» **TANTANGAN A**: Tuliskan kembali dengan persis bagian tulisan tentang Kelimutu, mulai dari "Minggu, 07 Desember" dan terus sampai "7 Desember 2008)".
» **TANTANGAN B**: Sebutkan semua jenis bisnis yang menurut tulisan tentang Kelimutu berlangsung di kampung Moni.
» **TANTANGAN C**: Teruskan tulisan tentang Taman Nasional Kelimutu dan tanah adat Wolomoni dengan menyusun bagian berikutnya, dimulai setelah kalimat terakhirnya.

» **BACAAN YANG DIBERIKAN**:
Minggu, 07 Desember 2008

TAMAN NASIONAL KELIMUTU DAN PROBLEM TANAH ADAT


Taman Nasional Kelimutu dan Problem Tanah Adat Wolomoni

(Hasil wawancara dengan Bapak Nikolaus Ruma, Ketua AMATT dan Forum Petani Kabupaten Ende, mantan Kepala Desa Niuwula dari tahun 1994-2002 – diceriterakan di Wolomoni, tanggal 18 Mei 2004 silam. Ditulis ulang dan diposting 7 Desember 2008)
***
Siapa tidak Kenal gunung Kelimutu di Kabupaten Ende, Flores. Seperti gunung lainnya, Kelimutu cuma salah satu gunung api yang diceriterakan pernah meletus, namun tidak pernah dialami generasi saat ini. Namun gunung ini menjadi menarik dan terkenal hampir seantero jagat lantaran di puncak gunung itu ada keajaiban yang tidak ditemukan di pojok dunia lainnya.
Karena di puncak gunung Kelimutu ada tiga buah kawah bertetangga berisi air berwarnah. Dikenal Danau Tiga Warna. Masyarakat di kawasan ini menyebutnya Tiwu Telu artinya tiga danau. Karena keajaiban alam yang tidak dimiliki belahan dunia lainnya inilah maka puncak Kelimutu menjadi sangat terkenal. Mungkin ribuan bahkan jutaan post card (belum ada survey) yang telah melanglangbuana ke seantero dunia sejalan mengalirnya pengungjung ke puncak Kelimutu. Karena itulah, Kelumutu menjadi daerah kunjungan wisata yang cukup diandalkan masayarakat Flores. Karena itu, Moni, sebuah kampung kecil di lereng Kelimutu bertumbuh menjadi kampung transit para wisatawan. Di kampungitu berlangsung bisnis penginapan, kafe, rumah makan dan cinderamata. Selain itu, ada pasar untuk aneka hasil pertanian penduduk. Seperti pasar sayur dan buah di Nduaria, takjauh dari Moni. Semuanya tumbuh langgeng seiring lajunya arus transportasi dan pariwisata di wilayah ini.

» **KUTIPAN SUMBER**:
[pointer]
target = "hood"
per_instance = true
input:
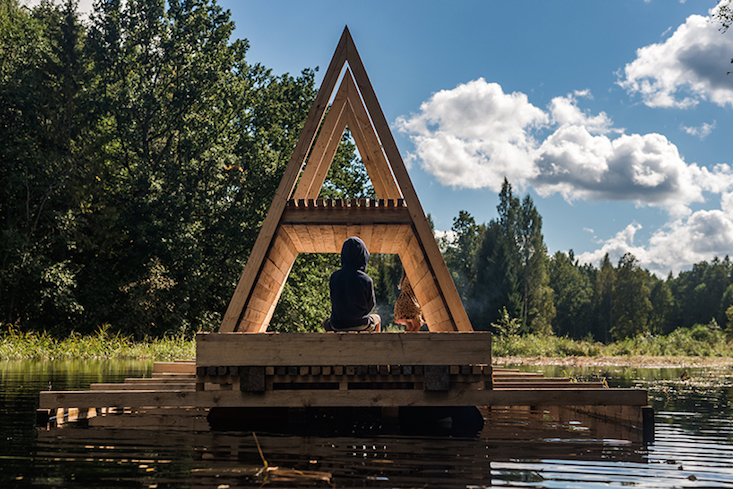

» **JAWABAN LATIHAN A**:
Minggu, 07 Desember 2008

TAMAN NASIONAL KELIMUTU DAN PROBLEM TANAH ADAT


Taman Nasional Kelimutu dan Problem Tanah Adat Wolomoni

(Hasil wawancara dengan Bapak Nikolaus Ruma, Ketua AMATT dan Forum Petani Kabupaten Ende, mantan Kepala Desa Niuwula dari tahun 1994-2002 – diceriterakan di Wolomoni, tanggal 18 Mei 2004 silam. Ditulis ulang dan diposting 7 Desember 2008)

» **JAWABAN LATIHAN B**: Penginapan, kafe, rumah makan, dan cinderamata.

» **JAWABAN LATIHAN C**:
Sejalan dengan semuanya ini, Kelimutu lalu ditetapkan menjadi Taman Nasional, dan berada di bawah Dirjen Kehutanan dengan kategori kawasan hutan konservasi. Pengaturanya berada di bawah pemerintah pusat. Tujuannya jelas, bahwa kawasan ini perlu dikonservasi agar keunikan dunia di puncak Kelimutu itu tidak tercemar atau punah di kemudian hari. Untuk itulah, kawasan ini dikonservasi menjadi Taman Nasional dengan luas 5.356,50 hekater, berdasarkan SK Mentri Kehutanan Republik Indonesia No. 679/kpts-II/1997, tanggal 10 Oktober 1997.
Sebagai kawasan konservasi, maka ia harus bebas dari siapapun kecuali melalui ijin dan pengawasan pemerintah. Dengan demikian, maka penduduk setemnpat pun dibatasi ruang geraknya. Oleh Departemen Kehutanan, ditetapkanlah tapal batas kawasan Taman Nasional Kelimutu untuk memudahkan control.
Maksud baik mengkonservasi kawasan Taman Nasional sebagai salah satu keunikan dunia ternyata berbenturan dengan keberadaan masyarakat di kawasan itu sebagai petani. Kampung-kampung di sekitar kawawan itu hidup dar bertani. Luas kawasan Taman Nasional mencapai 5.536,5 hektare ini mengambil juga lahan penduduk yang rata-rata subur menjadi tempat yang pantas untuk budidaya aneka tanaman pangan, buah-buahan, sayur-sayuran dan juga tanaman perdagangan. Kopi, cengkeh, fanili, rambutan, durian semuanya bisa hidup dan berproduksi di wilayah ini. Salah satu di antara kampung-kampung itu adalah Wolomoni.

Taman Nasional Membentur Otoritas Adat
Wolomoni, merupakan kampung yang pasti dalam catatan Pemda Ende serta Dinas Kehutanan maupun Balai Taman Nasional Ende sebagai salah satu kampung dari sekitan kampung yang gigih melakukan protes terbuka atas kebijakan penatapan tapal batas kawasan Taman nasional Kelimutu. Menurut para petani dari Wolomoni, penetapan tapal batas kawasan Taman Nasional Kelimutu justru mempersempit wilayah kelolan dan wilayah adapt masyarakat dan suku-suku setempat.
Nikolaus Ruma, salah seorang tokoh adat yang juga pernah menjabat sebagai Kepala Desa Wolomoni di masa orde baru adalah satu di antara sejumlah mosalaki yang memelopori perlawanan itu.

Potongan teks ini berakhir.